Your answer should be the entries below, reproduced character for character.
START EXERCISE INPUTS
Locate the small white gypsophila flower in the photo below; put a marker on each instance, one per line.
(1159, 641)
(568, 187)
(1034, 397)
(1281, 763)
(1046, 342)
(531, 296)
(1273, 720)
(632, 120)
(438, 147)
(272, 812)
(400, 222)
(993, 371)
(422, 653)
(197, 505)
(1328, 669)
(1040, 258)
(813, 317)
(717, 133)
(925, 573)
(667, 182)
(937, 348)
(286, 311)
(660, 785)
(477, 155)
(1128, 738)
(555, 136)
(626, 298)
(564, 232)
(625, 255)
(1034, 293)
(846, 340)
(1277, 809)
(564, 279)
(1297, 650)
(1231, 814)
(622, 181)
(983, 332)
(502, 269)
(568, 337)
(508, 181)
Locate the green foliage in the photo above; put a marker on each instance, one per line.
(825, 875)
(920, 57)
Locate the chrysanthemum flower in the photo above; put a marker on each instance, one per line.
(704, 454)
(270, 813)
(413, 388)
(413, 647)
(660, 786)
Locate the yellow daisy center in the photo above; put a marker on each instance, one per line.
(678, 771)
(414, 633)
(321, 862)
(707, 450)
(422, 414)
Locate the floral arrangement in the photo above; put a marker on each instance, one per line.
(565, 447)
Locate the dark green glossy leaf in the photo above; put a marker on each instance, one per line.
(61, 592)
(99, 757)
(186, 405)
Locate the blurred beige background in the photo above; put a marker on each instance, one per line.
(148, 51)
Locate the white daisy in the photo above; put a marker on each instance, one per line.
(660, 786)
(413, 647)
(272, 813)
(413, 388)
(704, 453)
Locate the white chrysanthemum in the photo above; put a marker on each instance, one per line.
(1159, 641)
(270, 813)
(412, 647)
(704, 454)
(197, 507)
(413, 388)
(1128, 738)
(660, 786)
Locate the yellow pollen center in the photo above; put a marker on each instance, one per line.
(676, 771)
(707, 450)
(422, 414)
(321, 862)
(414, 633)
END EXERCISE INPUTS
> _FINISHED TASK_
Locate the small white gypsophila flower in the photo below; put a marker on each instance, one per line.
(1159, 641)
(568, 187)
(1034, 397)
(1281, 763)
(1046, 342)
(531, 296)
(1273, 720)
(632, 120)
(438, 147)
(272, 812)
(400, 222)
(993, 371)
(422, 653)
(197, 505)
(1328, 669)
(1040, 258)
(813, 317)
(717, 133)
(925, 573)
(667, 182)
(937, 348)
(286, 311)
(660, 785)
(477, 155)
(1128, 738)
(555, 136)
(626, 298)
(564, 232)
(625, 255)
(1034, 293)
(846, 340)
(1277, 809)
(564, 279)
(1297, 650)
(1231, 814)
(622, 181)
(983, 332)
(502, 269)
(568, 337)
(508, 181)
Locate the green foliage in the photo above; put a marker on each instance, one per line.
(825, 875)
(920, 57)
Locate the chrysanthemum flower in the photo above; put a marker on each instance, one per line.
(704, 454)
(270, 813)
(413, 388)
(413, 647)
(660, 786)
Locate the yellow daisy center in the photo above; put a marker on each instance, one per line.
(678, 771)
(414, 633)
(321, 862)
(707, 450)
(422, 414)
Locate the floral arrangement in the photo above; put a marker on each instance, one per line.
(565, 447)
Locate the dark green glossy leaf in the photo above; put a marker on each instance, one per line.
(61, 592)
(99, 757)
(186, 405)
Locate the blurred beige background in the photo above; put a marker on each instance, one per line.
(148, 51)
Locate the white daisy in the photo above; put a marker on each instance, one per line.
(660, 786)
(413, 647)
(272, 813)
(413, 388)
(704, 453)
Locate the white chrysanthemum in the photo above; put a marker on each instance, one per line.
(1159, 641)
(270, 813)
(412, 647)
(704, 454)
(197, 507)
(413, 388)
(1128, 738)
(660, 786)
Locate the yellow pollen center in the photo above; put a marker on each instance, one per line.
(676, 771)
(707, 450)
(422, 414)
(321, 862)
(414, 633)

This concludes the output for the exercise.